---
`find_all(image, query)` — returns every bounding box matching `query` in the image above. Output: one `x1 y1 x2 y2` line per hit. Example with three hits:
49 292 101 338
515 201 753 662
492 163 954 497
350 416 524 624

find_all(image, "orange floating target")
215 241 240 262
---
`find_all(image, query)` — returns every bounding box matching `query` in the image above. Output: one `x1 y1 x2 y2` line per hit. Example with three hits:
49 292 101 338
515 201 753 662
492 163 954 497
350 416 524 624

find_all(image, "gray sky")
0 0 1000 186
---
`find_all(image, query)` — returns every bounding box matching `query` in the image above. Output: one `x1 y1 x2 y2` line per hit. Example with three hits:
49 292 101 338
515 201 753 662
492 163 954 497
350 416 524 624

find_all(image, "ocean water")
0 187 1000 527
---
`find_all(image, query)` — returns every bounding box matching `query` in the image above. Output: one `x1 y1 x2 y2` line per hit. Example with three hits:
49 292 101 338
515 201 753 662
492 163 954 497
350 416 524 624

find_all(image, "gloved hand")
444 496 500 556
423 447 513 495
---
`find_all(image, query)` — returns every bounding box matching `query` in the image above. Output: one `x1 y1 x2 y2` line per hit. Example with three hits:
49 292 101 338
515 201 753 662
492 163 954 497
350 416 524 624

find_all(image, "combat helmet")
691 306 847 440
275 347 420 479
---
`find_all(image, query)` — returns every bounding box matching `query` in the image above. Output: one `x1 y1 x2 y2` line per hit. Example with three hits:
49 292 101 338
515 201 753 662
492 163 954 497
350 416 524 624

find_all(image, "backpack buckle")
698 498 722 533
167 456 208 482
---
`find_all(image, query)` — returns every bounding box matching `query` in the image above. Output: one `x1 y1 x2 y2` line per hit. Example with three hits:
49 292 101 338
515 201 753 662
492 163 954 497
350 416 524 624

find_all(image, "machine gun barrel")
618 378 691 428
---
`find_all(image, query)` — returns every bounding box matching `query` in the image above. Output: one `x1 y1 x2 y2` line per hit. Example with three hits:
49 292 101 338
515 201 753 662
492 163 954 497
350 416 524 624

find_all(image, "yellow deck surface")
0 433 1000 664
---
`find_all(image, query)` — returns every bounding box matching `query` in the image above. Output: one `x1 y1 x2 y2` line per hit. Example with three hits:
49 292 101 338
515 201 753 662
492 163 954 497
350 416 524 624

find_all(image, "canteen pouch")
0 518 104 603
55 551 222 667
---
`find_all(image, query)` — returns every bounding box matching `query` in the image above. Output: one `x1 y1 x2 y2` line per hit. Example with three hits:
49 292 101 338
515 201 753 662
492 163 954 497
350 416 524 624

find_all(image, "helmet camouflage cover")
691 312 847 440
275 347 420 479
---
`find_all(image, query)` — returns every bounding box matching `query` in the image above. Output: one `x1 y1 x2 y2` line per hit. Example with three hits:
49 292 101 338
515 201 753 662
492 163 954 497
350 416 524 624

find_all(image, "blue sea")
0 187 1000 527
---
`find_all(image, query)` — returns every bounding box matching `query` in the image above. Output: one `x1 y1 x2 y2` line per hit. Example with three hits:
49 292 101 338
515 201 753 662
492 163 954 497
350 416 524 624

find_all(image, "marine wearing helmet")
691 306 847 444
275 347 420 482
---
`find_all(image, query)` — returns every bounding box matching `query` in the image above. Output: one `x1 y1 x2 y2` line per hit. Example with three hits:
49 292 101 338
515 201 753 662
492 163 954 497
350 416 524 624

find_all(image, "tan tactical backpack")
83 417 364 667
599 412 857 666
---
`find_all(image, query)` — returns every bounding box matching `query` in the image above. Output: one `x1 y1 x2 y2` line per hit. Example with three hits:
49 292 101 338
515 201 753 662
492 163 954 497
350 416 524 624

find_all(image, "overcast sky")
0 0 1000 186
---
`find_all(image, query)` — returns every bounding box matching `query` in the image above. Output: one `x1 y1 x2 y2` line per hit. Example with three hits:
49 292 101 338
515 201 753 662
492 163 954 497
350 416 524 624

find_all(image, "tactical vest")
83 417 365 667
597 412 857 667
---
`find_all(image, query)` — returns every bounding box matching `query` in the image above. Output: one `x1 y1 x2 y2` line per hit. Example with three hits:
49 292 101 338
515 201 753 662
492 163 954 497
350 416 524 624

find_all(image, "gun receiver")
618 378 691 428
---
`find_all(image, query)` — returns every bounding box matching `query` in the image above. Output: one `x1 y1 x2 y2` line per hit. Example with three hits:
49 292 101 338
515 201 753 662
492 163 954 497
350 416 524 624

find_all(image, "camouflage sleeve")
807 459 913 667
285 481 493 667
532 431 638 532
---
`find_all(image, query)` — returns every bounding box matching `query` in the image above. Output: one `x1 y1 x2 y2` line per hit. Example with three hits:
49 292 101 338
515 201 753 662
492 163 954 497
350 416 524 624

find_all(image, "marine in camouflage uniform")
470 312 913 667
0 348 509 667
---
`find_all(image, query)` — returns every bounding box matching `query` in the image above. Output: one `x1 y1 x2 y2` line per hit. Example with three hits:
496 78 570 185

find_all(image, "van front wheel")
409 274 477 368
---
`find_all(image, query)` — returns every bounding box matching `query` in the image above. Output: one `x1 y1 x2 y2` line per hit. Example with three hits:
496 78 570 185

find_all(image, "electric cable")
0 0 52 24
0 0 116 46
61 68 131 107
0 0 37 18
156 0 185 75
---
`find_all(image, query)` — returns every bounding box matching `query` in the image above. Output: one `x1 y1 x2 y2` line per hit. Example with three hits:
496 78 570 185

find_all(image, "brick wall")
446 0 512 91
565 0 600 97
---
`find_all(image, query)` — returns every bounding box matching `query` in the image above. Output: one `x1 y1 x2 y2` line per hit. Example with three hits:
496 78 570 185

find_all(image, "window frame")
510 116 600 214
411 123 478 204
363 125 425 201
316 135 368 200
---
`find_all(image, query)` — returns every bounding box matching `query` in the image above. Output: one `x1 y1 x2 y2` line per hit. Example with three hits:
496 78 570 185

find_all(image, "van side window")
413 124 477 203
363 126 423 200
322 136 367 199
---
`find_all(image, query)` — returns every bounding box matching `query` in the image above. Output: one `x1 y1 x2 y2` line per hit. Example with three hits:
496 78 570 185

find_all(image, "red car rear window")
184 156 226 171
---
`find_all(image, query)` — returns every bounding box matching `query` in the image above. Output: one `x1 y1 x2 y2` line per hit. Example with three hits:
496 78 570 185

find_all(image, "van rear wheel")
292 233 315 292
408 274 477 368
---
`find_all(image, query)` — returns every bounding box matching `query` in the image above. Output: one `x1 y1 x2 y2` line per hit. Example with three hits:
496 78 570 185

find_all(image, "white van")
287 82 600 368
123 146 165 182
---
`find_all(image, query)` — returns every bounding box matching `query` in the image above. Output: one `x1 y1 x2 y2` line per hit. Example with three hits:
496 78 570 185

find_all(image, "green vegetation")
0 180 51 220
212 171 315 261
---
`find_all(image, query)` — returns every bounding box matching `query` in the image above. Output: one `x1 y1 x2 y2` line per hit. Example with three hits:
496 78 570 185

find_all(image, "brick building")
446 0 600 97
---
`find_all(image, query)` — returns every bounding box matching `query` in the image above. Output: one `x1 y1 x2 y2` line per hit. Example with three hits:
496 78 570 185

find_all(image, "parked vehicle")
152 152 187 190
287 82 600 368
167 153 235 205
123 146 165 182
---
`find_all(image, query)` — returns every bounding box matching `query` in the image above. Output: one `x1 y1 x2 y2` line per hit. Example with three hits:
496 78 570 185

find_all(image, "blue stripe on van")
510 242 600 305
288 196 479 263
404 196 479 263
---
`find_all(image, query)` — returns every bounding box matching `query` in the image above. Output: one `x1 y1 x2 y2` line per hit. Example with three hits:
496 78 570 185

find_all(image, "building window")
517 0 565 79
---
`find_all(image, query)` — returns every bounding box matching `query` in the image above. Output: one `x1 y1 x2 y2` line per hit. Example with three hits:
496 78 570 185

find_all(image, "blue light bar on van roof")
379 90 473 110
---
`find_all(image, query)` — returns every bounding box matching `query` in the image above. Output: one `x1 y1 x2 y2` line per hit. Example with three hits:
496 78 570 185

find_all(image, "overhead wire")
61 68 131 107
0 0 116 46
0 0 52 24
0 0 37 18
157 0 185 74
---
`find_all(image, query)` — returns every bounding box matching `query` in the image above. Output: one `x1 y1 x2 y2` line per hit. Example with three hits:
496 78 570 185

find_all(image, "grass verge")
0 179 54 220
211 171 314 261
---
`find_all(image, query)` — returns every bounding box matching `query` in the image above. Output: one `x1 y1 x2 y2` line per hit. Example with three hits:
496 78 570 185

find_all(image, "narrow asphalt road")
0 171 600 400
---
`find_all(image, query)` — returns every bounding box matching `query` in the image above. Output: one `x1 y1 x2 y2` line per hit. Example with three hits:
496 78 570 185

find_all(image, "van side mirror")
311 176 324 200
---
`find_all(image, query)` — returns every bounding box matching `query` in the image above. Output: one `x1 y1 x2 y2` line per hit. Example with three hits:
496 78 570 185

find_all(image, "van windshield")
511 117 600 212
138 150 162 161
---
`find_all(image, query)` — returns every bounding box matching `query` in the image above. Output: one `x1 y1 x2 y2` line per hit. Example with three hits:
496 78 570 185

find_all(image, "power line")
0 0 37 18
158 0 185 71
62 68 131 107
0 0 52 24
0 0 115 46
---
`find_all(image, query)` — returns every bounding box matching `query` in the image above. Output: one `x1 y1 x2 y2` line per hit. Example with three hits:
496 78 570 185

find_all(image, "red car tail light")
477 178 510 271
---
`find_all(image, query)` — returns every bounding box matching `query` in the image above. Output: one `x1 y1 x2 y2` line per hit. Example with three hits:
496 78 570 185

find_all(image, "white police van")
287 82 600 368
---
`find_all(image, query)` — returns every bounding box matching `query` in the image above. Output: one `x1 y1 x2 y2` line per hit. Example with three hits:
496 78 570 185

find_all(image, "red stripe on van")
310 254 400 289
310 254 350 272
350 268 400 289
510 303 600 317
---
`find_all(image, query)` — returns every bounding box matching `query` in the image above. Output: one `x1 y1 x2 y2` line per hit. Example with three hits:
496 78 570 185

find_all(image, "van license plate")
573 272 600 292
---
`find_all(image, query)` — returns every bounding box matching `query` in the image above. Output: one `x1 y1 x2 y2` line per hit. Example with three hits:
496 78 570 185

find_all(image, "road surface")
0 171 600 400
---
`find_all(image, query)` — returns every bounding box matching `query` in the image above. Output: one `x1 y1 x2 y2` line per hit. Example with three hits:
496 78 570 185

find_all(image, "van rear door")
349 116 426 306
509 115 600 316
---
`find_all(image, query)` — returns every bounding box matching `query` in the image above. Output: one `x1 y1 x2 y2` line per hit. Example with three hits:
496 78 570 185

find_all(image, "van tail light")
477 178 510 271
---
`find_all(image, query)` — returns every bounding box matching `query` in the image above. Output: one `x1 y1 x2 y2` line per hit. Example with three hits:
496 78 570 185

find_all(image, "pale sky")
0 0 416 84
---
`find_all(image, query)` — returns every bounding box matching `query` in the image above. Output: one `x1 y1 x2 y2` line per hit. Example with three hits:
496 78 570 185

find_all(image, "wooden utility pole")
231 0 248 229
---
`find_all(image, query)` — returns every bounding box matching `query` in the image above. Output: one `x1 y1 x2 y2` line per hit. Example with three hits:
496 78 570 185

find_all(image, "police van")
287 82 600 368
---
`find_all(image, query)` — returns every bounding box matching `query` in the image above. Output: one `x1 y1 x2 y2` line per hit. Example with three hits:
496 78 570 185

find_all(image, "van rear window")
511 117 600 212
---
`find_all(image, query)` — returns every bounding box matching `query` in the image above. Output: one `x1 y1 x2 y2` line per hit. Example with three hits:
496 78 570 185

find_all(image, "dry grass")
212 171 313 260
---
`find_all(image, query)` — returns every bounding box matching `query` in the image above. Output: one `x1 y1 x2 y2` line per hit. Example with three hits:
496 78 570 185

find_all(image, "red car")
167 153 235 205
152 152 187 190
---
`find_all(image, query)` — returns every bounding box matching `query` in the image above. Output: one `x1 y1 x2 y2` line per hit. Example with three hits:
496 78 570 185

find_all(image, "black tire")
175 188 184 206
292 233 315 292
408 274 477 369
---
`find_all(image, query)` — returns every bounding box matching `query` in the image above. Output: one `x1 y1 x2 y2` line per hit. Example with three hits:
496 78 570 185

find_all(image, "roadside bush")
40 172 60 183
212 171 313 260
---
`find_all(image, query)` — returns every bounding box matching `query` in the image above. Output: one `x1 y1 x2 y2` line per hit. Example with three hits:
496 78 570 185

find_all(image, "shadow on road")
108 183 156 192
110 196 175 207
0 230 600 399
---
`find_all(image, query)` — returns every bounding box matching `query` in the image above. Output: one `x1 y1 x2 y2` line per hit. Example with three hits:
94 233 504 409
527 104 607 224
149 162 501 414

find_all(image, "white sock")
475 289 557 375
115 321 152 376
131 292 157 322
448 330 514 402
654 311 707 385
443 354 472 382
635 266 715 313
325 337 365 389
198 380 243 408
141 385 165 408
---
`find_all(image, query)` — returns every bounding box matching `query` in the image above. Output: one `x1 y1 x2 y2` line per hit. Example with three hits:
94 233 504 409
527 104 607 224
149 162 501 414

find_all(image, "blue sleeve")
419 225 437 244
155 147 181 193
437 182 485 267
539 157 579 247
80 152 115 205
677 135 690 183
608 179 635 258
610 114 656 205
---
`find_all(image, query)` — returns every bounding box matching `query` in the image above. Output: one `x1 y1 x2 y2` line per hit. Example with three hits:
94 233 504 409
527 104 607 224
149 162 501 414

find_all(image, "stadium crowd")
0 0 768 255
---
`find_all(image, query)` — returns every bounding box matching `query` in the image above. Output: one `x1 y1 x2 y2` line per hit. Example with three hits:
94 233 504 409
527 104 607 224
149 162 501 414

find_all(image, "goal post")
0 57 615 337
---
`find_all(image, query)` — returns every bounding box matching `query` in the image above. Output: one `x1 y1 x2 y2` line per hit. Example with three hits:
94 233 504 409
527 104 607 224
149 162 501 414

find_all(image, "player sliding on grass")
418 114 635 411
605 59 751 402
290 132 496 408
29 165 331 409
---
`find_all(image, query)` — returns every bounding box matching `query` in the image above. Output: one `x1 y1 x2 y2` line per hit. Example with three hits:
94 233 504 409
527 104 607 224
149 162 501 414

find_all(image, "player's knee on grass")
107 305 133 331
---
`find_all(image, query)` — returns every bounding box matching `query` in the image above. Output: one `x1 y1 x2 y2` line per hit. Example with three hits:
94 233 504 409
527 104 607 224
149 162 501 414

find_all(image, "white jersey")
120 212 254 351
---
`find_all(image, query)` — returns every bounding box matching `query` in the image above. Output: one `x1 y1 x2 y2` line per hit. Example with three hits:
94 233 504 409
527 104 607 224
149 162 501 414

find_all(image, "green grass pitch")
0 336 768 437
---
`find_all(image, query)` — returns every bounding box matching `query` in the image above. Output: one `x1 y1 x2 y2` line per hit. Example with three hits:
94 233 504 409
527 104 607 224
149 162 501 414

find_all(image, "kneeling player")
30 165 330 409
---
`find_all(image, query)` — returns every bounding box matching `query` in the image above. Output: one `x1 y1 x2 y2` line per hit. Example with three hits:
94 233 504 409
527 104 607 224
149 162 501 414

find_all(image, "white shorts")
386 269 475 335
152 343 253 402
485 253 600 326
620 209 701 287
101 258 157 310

* WHAT TO DO
List every line of the data above that contains the string "window". Case matters.

* RESULT
find_all(image, "window frame")
find_all(image, "van side window")
find_all(image, "red car rear window")
find_all(image, "building window")
find_all(image, "van rear window")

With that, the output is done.